* Your task
Reproduce the material verbatim from the line with "request = locate the thick" to the line with "top-left (0, 83), bottom-right (308, 268)", inclusive of both lines.

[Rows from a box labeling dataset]

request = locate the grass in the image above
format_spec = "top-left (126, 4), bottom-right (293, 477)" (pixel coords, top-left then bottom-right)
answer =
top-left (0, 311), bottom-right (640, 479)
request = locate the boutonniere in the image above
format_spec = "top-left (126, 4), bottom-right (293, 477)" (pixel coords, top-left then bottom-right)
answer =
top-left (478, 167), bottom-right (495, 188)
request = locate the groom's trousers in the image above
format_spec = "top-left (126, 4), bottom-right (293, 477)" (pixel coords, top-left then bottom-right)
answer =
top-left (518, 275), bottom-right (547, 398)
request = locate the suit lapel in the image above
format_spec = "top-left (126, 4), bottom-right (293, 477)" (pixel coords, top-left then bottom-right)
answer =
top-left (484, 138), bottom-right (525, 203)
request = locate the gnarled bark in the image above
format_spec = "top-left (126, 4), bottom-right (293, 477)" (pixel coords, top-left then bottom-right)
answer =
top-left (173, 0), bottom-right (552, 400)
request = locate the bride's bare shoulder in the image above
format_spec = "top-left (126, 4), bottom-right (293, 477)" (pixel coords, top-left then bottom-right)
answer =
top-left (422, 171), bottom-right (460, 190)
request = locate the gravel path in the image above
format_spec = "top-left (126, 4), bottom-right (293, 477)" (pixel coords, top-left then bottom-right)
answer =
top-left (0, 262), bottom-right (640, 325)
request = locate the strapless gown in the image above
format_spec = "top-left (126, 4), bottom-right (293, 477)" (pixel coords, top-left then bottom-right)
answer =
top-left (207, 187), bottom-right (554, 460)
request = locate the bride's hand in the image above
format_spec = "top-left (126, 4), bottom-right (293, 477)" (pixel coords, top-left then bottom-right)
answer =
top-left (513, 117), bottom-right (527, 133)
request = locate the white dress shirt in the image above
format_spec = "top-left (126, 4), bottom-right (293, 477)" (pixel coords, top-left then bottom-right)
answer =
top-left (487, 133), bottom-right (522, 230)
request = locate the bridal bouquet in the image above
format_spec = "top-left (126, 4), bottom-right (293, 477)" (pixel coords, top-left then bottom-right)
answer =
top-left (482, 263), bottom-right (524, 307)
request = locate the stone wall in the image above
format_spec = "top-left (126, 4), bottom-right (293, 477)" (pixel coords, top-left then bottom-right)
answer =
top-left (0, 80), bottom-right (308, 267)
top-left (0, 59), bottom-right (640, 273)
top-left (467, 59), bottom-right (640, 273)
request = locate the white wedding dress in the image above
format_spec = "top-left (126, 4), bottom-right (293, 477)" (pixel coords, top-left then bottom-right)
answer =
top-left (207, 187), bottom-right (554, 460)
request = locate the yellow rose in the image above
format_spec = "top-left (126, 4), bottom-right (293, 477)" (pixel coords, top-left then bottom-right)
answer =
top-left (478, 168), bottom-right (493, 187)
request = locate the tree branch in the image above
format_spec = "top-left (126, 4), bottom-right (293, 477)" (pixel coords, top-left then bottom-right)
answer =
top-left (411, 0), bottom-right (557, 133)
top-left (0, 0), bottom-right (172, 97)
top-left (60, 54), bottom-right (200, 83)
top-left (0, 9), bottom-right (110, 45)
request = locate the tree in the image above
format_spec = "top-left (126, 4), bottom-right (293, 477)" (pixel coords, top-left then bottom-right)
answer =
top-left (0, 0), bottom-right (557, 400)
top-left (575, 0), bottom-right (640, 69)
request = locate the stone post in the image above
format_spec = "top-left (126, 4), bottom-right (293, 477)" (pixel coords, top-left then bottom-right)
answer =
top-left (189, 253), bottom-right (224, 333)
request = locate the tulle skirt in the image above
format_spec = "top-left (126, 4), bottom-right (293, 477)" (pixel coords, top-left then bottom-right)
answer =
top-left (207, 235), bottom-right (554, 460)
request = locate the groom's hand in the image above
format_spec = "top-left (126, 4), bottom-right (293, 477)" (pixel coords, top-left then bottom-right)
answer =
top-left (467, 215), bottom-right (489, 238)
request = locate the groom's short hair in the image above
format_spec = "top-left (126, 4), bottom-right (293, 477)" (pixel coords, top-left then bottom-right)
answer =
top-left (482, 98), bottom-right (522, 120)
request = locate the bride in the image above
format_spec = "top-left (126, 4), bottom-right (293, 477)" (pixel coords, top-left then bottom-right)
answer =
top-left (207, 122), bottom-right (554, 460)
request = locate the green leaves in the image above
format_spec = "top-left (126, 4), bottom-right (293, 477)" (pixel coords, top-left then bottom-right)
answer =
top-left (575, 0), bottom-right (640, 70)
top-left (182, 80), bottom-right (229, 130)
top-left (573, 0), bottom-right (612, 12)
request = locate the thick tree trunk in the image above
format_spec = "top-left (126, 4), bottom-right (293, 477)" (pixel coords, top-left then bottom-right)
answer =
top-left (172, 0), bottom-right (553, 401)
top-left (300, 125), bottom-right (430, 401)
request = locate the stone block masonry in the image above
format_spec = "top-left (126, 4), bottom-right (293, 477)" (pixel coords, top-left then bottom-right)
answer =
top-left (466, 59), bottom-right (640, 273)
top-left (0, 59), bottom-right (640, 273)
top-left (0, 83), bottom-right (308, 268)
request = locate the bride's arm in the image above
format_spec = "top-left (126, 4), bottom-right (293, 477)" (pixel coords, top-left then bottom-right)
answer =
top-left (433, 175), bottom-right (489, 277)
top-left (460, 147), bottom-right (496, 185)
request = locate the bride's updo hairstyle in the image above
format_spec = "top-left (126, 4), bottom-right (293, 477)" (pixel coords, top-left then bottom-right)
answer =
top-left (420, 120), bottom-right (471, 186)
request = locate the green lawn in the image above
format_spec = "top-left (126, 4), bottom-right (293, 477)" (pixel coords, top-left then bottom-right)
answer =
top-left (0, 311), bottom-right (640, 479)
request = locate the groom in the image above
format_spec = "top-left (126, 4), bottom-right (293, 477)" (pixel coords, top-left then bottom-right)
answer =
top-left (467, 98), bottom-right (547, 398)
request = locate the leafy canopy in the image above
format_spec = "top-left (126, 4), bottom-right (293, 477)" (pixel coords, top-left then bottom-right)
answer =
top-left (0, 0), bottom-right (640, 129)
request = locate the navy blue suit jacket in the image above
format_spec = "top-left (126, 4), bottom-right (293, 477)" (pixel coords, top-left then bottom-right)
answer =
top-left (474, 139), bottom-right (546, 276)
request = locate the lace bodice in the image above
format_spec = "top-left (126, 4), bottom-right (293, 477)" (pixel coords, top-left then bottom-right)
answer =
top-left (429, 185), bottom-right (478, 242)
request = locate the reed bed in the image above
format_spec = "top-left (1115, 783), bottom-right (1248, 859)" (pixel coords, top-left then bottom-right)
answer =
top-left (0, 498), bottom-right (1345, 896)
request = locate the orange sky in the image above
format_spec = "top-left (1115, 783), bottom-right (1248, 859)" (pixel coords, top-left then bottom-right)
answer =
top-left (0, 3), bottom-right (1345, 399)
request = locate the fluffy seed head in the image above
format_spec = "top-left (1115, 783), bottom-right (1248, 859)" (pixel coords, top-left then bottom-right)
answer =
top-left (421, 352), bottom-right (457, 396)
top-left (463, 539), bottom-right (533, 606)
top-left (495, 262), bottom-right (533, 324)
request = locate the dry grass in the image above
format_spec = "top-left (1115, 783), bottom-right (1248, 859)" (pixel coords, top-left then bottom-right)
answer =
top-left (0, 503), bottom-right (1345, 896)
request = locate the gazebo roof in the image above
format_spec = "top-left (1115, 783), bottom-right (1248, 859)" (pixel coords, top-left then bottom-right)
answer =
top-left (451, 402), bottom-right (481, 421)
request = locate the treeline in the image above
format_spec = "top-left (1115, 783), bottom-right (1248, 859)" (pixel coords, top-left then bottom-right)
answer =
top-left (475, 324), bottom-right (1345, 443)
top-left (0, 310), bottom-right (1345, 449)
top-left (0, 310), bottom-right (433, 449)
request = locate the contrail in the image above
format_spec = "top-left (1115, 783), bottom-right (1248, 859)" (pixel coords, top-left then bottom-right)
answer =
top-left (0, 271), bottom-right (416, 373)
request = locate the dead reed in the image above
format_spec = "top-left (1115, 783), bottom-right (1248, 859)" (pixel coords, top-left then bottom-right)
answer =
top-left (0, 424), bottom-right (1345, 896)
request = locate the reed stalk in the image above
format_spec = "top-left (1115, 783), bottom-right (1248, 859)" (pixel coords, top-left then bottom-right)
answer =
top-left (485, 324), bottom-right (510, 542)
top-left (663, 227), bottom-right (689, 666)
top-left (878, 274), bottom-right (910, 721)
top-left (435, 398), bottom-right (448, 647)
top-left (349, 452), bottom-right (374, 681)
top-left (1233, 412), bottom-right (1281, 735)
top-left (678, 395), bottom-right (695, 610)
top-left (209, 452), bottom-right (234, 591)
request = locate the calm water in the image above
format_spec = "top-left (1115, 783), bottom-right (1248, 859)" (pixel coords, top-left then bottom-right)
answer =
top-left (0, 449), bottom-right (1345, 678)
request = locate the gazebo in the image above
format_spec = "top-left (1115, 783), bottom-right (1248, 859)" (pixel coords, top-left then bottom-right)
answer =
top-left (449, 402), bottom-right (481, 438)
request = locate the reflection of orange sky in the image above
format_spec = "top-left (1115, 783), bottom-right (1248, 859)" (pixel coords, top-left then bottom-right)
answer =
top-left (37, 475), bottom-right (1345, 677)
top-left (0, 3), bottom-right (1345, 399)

* Full output
request = locate the thick tree trunk in the image above
format_spec = "top-left (126, 4), bottom-right (293, 477)" (pixel coords, top-left then bottom-right)
answer =
top-left (172, 0), bottom-right (553, 401)
top-left (300, 125), bottom-right (430, 401)
request = locate the stone block masonry in the image above
format_spec = "top-left (126, 4), bottom-right (293, 477)" (pixel coords, top-left then bottom-right)
answer =
top-left (466, 59), bottom-right (640, 273)
top-left (0, 59), bottom-right (640, 273)
top-left (0, 83), bottom-right (308, 268)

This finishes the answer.